◆ 任务要求
接着往下写这篇讲述高尔基与列宁关系的文字，从它的最后一句之后续写。

在前苏联秘密警察(克格勃)档案中,有大量的作家、艺术家秘密档案,皆属苏联政权的高度机密,对了解斯大林时代苏联作家、艺术家遭受的种种迫害实情以及死亡的真实原因和日期,都是第一手史料。倍受赞扬、地位首屈一指的高尔基,虽未被监禁过,但同样受到克格勃的秘密监视,苏联秘密警察总部档案室存有大量关于他的秘密材料。


与列宁断交


高尔基被前苏联当局誉为“无产阶级文学之父”,也跟列宁有“伟大的友谊”,但从克格勃档案里看,高尔基对这位俄国“革命之父”多有批评,他们之间发生过多次观念和政治冲突,几乎闹到决裂的地步。高尔基稍有摇摆,列宁就会批评他,高氏则报以诙谐一笑:“我知道我是一个很差劲的马克思主义者。说来说去,我们这些艺术家都有那么几分傻劲儿……”十月革命发生后,高尔基被事实震骇,在一家报纸上发表文章,公开反对布尔什维克夺取政权,认为这是俄罗斯的悲剧和毁灭。由此,1918年夏列宁以一纸命令关闭了这家报纸。第二届共产国际代表大会开幕时,列宁评论高尔基为此次会议写的文章“毫无共产党人气味,却有浓厚的反共性质。因此,这种文章绝不能在杂志上发表。”


到了1920年上半年,他们之间几乎断交,高尔基在列宁五十寿辰之际,把他同彼得大帝相比,说:“我们忽然看见一个人物,尽管我不是个胆小鬼,却让我浑身感到恐怖。看见这个伟人,总让人有那么一种恐惧,他随心所欲地摆弄我们这个星球上的历史杠杆。”1922年,秘密警察第七部在暗中准备整肃高尔基,他们从高氏的朋友和熟人那里收集证据。此时,列宁和契卡总头目捷尔任斯基依然在世。


列宁和高尔基最后一次见面是在1920年10月20日。关于此次相见,有过一些戏剧化的描述,如电影《带枪的人》(1938年)。这次相聚也是分手,列宁一再要高尔基移居国外:“如果你不走,那么我们就不得不送你走了。”


这是对持不同见解者的一种驱逐方式,两年之间有数十位知识分子被驱逐出国。作家的受害时代开始了。


1921年10月8日,高尔基写信跟列宁告别,离开苏联去欧洲。1922年夏,他在德国北部一个小城得知俄国社会革命党的领袖们正在莫斯科受审,7月1日他写信给苏维埃政府首脑里科夫:“亲爱的阿列克谢:如果对社会革命党人的这场审判以谋杀告终,那么这将是一件有预谋的罪恶谋杀。我请求你把我的观点告诉托洛茨基和其他人。我希望这不会使你惊讶,因为在整个革命期间,我已经向苏维埃当局一千次指出,在我们这个充满文盲、没有教育的国家里,毁灭知识分子是愚蠢的犯罪行为。”他7月3日也写信给法朗士,希望在欧洲唤起公众关注此事,流亡国外的孟什维克人士主办的杂志发表了高尔基这封信。列宁称高尔基的信“卑鄙”,《真理报》则发表了一篇题为《几乎堕落到极点》的措辞严厉、猛烈批判高尔基的文章:“从这种政治声明可以看到,身在国外的高尔基在危害我们的革命。他的危害极大……”也许是高尔基的呼吁起了效果,苏共中央执行委员会虽然批准了革命法庭通过的死刑判决,却没有执行死刑。

◆ 数据记录
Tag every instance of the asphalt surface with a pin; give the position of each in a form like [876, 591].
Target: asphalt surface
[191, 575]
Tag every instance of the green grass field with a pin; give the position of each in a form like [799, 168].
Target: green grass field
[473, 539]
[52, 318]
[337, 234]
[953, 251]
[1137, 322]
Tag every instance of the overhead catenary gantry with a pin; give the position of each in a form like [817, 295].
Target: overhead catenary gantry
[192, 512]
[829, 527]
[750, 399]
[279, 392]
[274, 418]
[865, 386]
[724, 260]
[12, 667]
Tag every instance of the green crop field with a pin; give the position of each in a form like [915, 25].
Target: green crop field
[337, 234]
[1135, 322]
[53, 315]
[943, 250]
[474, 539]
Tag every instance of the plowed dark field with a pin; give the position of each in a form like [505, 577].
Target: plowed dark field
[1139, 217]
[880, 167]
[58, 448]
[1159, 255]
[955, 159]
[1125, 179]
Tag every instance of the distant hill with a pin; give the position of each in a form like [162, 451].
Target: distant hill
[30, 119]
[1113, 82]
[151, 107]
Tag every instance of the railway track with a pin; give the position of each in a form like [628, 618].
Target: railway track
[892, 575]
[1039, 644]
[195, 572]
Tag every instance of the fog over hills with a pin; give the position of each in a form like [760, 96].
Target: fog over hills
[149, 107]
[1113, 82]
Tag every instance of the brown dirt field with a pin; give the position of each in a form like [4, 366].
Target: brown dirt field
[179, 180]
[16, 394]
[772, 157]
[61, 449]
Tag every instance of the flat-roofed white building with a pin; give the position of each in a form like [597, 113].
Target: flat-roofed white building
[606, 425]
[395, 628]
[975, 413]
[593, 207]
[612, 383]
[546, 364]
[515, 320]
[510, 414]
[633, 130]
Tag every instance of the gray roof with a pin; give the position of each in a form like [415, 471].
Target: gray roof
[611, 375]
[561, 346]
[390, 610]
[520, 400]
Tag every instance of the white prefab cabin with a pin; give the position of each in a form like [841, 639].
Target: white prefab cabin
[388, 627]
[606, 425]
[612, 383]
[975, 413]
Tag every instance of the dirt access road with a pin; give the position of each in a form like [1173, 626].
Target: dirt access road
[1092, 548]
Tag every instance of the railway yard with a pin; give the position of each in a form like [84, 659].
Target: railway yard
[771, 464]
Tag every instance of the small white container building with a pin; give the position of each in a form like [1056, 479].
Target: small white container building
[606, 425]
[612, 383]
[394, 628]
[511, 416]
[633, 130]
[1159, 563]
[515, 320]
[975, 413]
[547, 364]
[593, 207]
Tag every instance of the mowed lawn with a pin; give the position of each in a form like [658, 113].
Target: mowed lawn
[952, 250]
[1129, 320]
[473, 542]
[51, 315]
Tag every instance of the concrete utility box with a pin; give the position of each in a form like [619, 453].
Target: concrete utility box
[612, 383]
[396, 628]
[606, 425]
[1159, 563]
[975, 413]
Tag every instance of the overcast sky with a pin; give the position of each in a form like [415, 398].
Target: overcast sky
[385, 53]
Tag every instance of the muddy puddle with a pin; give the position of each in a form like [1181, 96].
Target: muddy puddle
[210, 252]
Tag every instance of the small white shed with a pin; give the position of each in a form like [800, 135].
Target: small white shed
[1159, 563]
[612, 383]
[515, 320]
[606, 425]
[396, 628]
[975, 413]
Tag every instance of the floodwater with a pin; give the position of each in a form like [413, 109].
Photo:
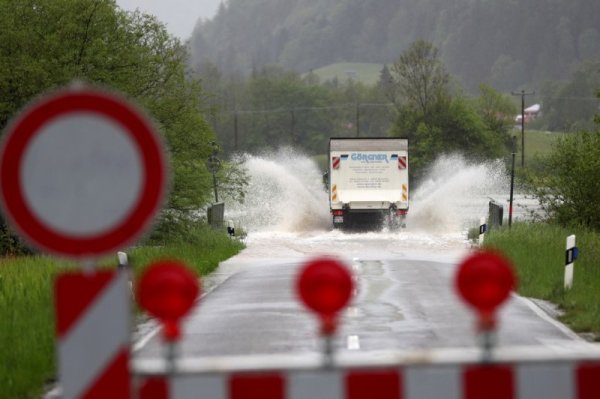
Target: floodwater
[286, 211]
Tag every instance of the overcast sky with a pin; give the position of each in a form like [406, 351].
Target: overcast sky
[180, 16]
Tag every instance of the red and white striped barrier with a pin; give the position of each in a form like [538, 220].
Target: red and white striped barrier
[92, 327]
[504, 381]
[425, 376]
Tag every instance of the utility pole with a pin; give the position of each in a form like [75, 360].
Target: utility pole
[235, 131]
[357, 119]
[512, 181]
[523, 94]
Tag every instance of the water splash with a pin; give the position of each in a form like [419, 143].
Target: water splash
[455, 193]
[285, 194]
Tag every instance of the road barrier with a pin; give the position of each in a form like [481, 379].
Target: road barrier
[93, 307]
[450, 374]
[495, 216]
[571, 254]
[92, 327]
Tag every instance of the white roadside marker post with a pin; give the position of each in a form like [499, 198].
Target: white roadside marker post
[570, 256]
[482, 230]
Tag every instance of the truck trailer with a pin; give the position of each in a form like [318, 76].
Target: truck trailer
[368, 181]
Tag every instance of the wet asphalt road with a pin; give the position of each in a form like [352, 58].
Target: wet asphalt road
[399, 304]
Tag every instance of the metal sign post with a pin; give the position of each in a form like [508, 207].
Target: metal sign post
[82, 174]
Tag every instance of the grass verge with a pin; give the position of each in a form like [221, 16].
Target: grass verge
[27, 353]
[538, 252]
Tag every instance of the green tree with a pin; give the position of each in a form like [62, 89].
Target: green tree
[568, 183]
[45, 44]
[434, 121]
[420, 77]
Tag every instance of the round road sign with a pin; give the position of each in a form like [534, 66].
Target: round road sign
[82, 173]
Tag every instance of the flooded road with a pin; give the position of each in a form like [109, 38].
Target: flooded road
[405, 297]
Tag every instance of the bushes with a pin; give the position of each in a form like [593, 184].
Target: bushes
[538, 252]
[567, 183]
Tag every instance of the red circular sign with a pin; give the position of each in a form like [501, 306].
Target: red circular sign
[485, 280]
[168, 290]
[82, 173]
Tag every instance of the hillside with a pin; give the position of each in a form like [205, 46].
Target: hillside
[508, 44]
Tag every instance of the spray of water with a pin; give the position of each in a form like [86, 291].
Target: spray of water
[454, 194]
[285, 194]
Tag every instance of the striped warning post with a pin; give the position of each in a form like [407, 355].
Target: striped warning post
[92, 327]
[335, 162]
[554, 380]
[402, 162]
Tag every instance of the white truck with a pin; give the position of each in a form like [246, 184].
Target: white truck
[368, 181]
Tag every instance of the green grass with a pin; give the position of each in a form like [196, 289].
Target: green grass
[538, 252]
[27, 353]
[366, 73]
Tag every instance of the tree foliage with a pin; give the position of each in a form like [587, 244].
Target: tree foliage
[568, 184]
[420, 77]
[505, 43]
[46, 44]
[437, 122]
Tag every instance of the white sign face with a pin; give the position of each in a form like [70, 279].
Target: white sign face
[81, 174]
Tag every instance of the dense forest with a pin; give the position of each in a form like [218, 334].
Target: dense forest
[507, 44]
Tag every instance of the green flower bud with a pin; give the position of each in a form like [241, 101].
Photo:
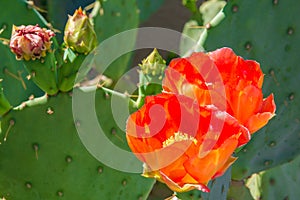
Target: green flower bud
[79, 33]
[153, 65]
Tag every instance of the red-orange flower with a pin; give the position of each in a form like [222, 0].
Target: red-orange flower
[226, 80]
[183, 144]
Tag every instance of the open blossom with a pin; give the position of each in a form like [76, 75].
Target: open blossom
[183, 144]
[241, 83]
[30, 42]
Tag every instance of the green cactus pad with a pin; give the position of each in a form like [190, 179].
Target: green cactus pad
[268, 32]
[282, 182]
[43, 157]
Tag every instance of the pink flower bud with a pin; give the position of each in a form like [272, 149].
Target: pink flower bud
[30, 42]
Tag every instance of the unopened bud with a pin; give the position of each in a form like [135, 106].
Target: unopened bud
[79, 33]
[153, 65]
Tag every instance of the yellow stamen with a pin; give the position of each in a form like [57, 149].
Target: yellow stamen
[178, 137]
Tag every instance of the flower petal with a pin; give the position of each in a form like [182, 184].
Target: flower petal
[204, 169]
[233, 67]
[261, 118]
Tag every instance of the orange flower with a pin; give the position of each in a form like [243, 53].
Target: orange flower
[225, 80]
[183, 144]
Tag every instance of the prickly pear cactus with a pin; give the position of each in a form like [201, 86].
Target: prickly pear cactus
[268, 33]
[42, 156]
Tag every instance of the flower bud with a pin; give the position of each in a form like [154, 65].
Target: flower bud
[30, 42]
[153, 65]
[79, 33]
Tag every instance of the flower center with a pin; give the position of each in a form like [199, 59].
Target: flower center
[178, 137]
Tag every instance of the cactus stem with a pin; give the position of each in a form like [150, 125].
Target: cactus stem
[114, 133]
[32, 5]
[2, 29]
[272, 73]
[50, 111]
[4, 40]
[100, 170]
[36, 148]
[18, 77]
[60, 193]
[69, 159]
[11, 124]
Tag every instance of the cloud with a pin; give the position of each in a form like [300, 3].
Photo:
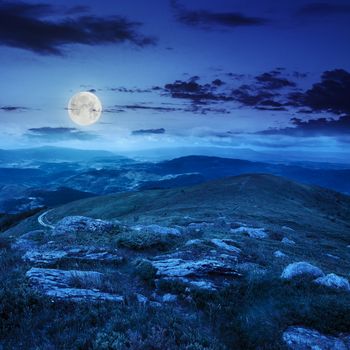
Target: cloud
[135, 107]
[13, 109]
[272, 80]
[314, 127]
[31, 27]
[130, 91]
[330, 94]
[323, 9]
[196, 92]
[209, 20]
[148, 132]
[59, 134]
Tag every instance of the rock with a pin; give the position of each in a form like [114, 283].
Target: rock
[334, 281]
[169, 298]
[299, 338]
[194, 242]
[71, 225]
[286, 240]
[44, 258]
[251, 232]
[301, 269]
[60, 284]
[28, 241]
[199, 226]
[85, 254]
[192, 284]
[155, 304]
[279, 254]
[141, 298]
[168, 231]
[287, 228]
[226, 244]
[333, 256]
[172, 267]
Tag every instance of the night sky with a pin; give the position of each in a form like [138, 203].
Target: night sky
[270, 76]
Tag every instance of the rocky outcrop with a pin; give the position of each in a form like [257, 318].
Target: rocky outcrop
[28, 240]
[156, 229]
[286, 240]
[334, 281]
[279, 254]
[82, 254]
[60, 284]
[226, 244]
[199, 226]
[299, 338]
[252, 232]
[72, 225]
[301, 268]
[172, 267]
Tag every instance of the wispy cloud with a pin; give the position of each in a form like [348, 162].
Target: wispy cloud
[13, 109]
[314, 127]
[210, 20]
[50, 134]
[323, 9]
[31, 27]
[148, 132]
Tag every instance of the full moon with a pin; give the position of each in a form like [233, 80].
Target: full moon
[85, 108]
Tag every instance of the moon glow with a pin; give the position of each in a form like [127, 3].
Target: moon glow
[85, 108]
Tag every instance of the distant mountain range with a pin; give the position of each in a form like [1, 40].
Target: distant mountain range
[254, 197]
[52, 176]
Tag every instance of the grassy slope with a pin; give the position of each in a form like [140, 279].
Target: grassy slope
[250, 314]
[265, 198]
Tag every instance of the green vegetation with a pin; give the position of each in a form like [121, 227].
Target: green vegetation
[251, 312]
[140, 240]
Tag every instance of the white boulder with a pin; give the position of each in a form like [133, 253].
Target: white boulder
[334, 281]
[301, 268]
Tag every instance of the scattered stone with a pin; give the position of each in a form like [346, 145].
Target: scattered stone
[251, 268]
[299, 338]
[141, 298]
[334, 281]
[199, 226]
[44, 258]
[192, 284]
[155, 304]
[194, 242]
[161, 230]
[226, 244]
[169, 298]
[333, 256]
[172, 267]
[60, 284]
[279, 254]
[85, 254]
[286, 240]
[301, 269]
[252, 232]
[28, 241]
[71, 225]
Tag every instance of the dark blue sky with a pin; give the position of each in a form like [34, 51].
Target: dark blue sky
[229, 73]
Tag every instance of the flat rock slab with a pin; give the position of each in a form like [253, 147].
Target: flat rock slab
[301, 268]
[156, 229]
[49, 257]
[71, 225]
[60, 284]
[300, 338]
[252, 232]
[172, 267]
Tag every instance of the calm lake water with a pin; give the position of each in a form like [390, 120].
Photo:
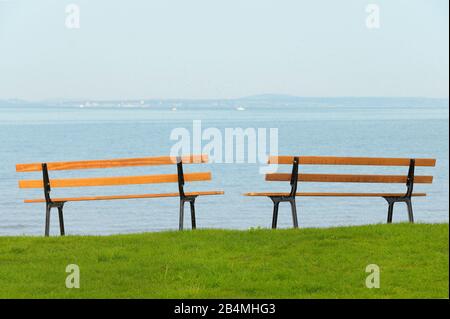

◆ 回复
流亡意大利


高尔基和家人住在意大利的索兰托,他撰写文章和回忆录,与外界保持广泛的通信关系,身边朋友和客人不断。


但是他受到来自两个阵营的强烈批评。莫斯科的“革命诗人”马雅可夫斯基公开说他是一具僵尸,在文学上已成废物;流亡巴黎的旧俄人士则强烈谴责他跟苏联革命的关系,把他那篇关于列宁的随笔视为俄罗斯文学史上的奇耻大辱。高尔基《论俄罗斯农民》一书出版后,既引来克里姆林宫的愤怒,也遭到一家流亡报纸的谴责,说他诽谤俄国农民。另一家报纸则刊登了苏维埃政府的一项决定:如果高尔基进入苏联边境将会被逮捕。高尔基马上声明自己忠诚于苏俄,他惟一不能同意的就是他们对知识分子的迫害。


这期间,莫斯科的秘密警察总部文件柜里多了一份题为《高尔基在国外》的文章,无人署名,也没有日期,可能是秘密警察派在外国的某个间谍撰写的一份汇总材料,以备发表用。新闻界对高尔基的各种报道,都在秘密警察总部有细致分析。高尔基的大量信件,特别是他人写给高尔基的信,都被秘密警察总部收集。秘密警察感兴趣的是高尔基的著作和观点,以及他对苏俄政权的敌人所持的态度。他的秘密档案成为一项巨大工程,耗费了大批特工的劳动。他的信件上有许多批注,如“送第七部”、“送阿格拉诺夫”、“存档”、“对照原文查过”,等等。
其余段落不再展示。